▶ Written request
Retype the material below. Keep every word exactly as it is.

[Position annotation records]

▶

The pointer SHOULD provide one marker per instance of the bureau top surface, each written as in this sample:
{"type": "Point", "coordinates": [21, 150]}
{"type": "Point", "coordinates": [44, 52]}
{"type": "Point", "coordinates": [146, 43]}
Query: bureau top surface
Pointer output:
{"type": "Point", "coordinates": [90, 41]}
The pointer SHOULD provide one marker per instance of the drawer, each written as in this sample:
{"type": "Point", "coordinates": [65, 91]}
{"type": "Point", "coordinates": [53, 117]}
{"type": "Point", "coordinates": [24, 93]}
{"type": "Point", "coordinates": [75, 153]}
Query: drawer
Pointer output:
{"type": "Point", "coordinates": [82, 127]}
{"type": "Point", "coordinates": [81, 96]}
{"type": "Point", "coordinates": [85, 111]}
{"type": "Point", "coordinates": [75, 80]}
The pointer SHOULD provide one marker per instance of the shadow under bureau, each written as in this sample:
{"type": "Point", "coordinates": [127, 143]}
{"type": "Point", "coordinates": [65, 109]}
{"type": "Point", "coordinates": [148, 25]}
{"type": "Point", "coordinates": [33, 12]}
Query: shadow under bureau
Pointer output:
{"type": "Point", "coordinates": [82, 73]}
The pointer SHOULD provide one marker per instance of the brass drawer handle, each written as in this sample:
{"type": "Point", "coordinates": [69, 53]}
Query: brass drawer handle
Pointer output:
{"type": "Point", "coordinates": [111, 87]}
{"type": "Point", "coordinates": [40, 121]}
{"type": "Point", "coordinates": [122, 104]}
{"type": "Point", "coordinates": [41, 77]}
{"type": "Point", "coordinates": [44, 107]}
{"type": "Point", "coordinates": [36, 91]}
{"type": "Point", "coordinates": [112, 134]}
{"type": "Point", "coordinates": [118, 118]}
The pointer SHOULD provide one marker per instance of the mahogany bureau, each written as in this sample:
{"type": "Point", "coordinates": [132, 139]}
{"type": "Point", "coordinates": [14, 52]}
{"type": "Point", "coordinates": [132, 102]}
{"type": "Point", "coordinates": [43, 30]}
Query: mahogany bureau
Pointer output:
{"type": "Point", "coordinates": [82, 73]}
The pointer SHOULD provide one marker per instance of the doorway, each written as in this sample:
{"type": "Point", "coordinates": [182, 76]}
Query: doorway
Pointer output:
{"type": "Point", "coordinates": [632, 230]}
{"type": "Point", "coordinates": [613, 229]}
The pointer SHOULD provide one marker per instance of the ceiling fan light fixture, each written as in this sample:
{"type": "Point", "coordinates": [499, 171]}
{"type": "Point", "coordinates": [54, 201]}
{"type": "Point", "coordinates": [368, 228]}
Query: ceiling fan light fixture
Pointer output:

◀

▶ Result of this exercise
The pointer SHOULD provide one marker per instance of the bureau top surface, each written as in this sample:
{"type": "Point", "coordinates": [21, 150]}
{"type": "Point", "coordinates": [44, 52]}
{"type": "Point", "coordinates": [146, 43]}
Query: bureau top surface
Pointer output:
{"type": "Point", "coordinates": [90, 41]}
The pointer SHOULD provide one marker per instance of the drawer, each written as in this sample:
{"type": "Point", "coordinates": [65, 91]}
{"type": "Point", "coordinates": [53, 117]}
{"type": "Point", "coordinates": [24, 93]}
{"type": "Point", "coordinates": [75, 153]}
Query: drawer
Pointer output:
{"type": "Point", "coordinates": [82, 127]}
{"type": "Point", "coordinates": [81, 96]}
{"type": "Point", "coordinates": [85, 111]}
{"type": "Point", "coordinates": [75, 80]}
The pointer SHOULD provide one marker per instance of the shadow under bureau, each written as in this sample:
{"type": "Point", "coordinates": [127, 143]}
{"type": "Point", "coordinates": [65, 109]}
{"type": "Point", "coordinates": [148, 25]}
{"type": "Point", "coordinates": [33, 12]}
Query: shadow under bureau
Pointer output:
{"type": "Point", "coordinates": [82, 73]}
The pointer SHOULD provide one marker per instance of the brass drawer handle, each written as in this sample:
{"type": "Point", "coordinates": [69, 53]}
Query: brass drawer handle
Pointer output:
{"type": "Point", "coordinates": [111, 87]}
{"type": "Point", "coordinates": [40, 121]}
{"type": "Point", "coordinates": [122, 104]}
{"type": "Point", "coordinates": [41, 77]}
{"type": "Point", "coordinates": [44, 107]}
{"type": "Point", "coordinates": [36, 91]}
{"type": "Point", "coordinates": [112, 134]}
{"type": "Point", "coordinates": [118, 118]}
The pointer SHOULD provide one marker per instance of the mahogany bureau, each written as in this sample:
{"type": "Point", "coordinates": [132, 139]}
{"type": "Point", "coordinates": [14, 52]}
{"type": "Point", "coordinates": [132, 102]}
{"type": "Point", "coordinates": [43, 30]}
Query: mahogany bureau
Pointer output:
{"type": "Point", "coordinates": [82, 73]}
The pointer SHOULD provide one marker per instance of the doorway, each written as in this sample:
{"type": "Point", "coordinates": [182, 76]}
Query: doorway
Pointer output:
{"type": "Point", "coordinates": [632, 230]}
{"type": "Point", "coordinates": [613, 229]}
The pointer SHOULD provide one marker per instance of the ceiling fan light fixture, each written as in this sample:
{"type": "Point", "coordinates": [499, 171]}
{"type": "Point", "coordinates": [54, 201]}
{"type": "Point", "coordinates": [368, 228]}
Query: ceiling fan light fixture
Pointer output:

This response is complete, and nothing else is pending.